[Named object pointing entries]
────────

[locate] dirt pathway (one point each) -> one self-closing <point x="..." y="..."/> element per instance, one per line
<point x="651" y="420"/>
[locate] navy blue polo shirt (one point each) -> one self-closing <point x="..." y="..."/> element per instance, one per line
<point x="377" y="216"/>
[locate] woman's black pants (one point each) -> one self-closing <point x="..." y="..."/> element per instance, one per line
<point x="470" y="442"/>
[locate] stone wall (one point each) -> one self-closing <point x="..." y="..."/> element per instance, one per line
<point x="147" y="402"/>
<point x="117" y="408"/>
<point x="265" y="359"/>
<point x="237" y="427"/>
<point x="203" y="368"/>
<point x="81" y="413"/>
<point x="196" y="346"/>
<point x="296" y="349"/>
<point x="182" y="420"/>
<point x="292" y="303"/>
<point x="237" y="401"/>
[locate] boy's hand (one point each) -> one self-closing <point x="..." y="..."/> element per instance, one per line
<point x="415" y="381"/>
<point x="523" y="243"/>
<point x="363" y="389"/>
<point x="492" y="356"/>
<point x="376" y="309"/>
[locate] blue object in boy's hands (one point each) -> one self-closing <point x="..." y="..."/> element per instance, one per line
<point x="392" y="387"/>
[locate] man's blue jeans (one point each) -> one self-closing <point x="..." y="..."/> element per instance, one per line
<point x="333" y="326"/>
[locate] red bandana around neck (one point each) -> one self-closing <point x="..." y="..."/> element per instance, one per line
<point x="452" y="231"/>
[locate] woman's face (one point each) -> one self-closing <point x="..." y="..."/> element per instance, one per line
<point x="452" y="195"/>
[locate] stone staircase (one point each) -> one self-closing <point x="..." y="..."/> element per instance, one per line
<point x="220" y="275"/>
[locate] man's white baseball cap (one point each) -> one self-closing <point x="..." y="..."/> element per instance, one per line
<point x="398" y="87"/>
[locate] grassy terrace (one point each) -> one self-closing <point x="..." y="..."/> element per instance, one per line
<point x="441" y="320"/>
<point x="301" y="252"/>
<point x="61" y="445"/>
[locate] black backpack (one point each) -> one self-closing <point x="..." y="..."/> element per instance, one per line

────────

Stated goal:
Copy everything from the line containing "[locate] stone wall" down to the end of the listing, renaming every "stone" as "brick" and leaving all else the same.

Response to the task:
[locate] brick wall (one point each) -> one self-closing <point x="..." y="..."/> element per instance, one per line
<point x="147" y="402"/>
<point x="117" y="408"/>
<point x="265" y="359"/>
<point x="237" y="427"/>
<point x="203" y="368"/>
<point x="81" y="413"/>
<point x="196" y="346"/>
<point x="296" y="349"/>
<point x="182" y="420"/>
<point x="292" y="303"/>
<point x="237" y="401"/>
[locate] boy's hand (one point each) -> one self-closing <point x="..." y="..."/> element per instance, one per line
<point x="415" y="381"/>
<point x="523" y="243"/>
<point x="363" y="389"/>
<point x="492" y="356"/>
<point x="376" y="309"/>
[locate] blue object in boy's hands (one point each) -> one self-closing <point x="..." y="..."/> element per instance, one per line
<point x="392" y="387"/>
[locate] man's blue jeans (one point each) -> one self-closing <point x="..." y="..."/> element per instance, one per line
<point x="333" y="326"/>
[locate] red bandana around neck (one point each) -> one self-closing <point x="..." y="..."/> element per instance, one per line
<point x="452" y="231"/>
[locate] woman's face (one point each) -> one self-closing <point x="..." y="..."/> element per instance, one per line
<point x="452" y="195"/>
[locate] brick staircase (one point each) -> one self-closing <point x="..." y="..."/> element per instance, one per line
<point x="220" y="275"/>
[locate] man's white baseball cap (one point each) -> one self-closing <point x="..." y="..."/> element per instance, one per line
<point x="398" y="87"/>
[locate] grassy terrace (one point each) -> one self-closing <point x="..." y="..."/> element per instance, one per line
<point x="441" y="320"/>
<point x="301" y="252"/>
<point x="61" y="445"/>
[locate] black backpack (one point each) -> one self-closing <point x="..." y="..."/> element per instance, one per line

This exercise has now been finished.